===== Data supplied =====

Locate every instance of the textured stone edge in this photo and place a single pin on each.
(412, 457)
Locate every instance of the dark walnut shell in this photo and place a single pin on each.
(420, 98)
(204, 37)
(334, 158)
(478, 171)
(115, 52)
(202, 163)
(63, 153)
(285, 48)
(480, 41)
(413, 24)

=====

The line containing "Locate every instance of the dark" and every line after it, through the end of the records, should be repeated exactly and alone.

Locate every instance of the dark walnut shell in this photo and place a single pin on each.
(420, 98)
(204, 37)
(334, 158)
(478, 171)
(115, 52)
(202, 163)
(63, 153)
(285, 48)
(480, 41)
(413, 24)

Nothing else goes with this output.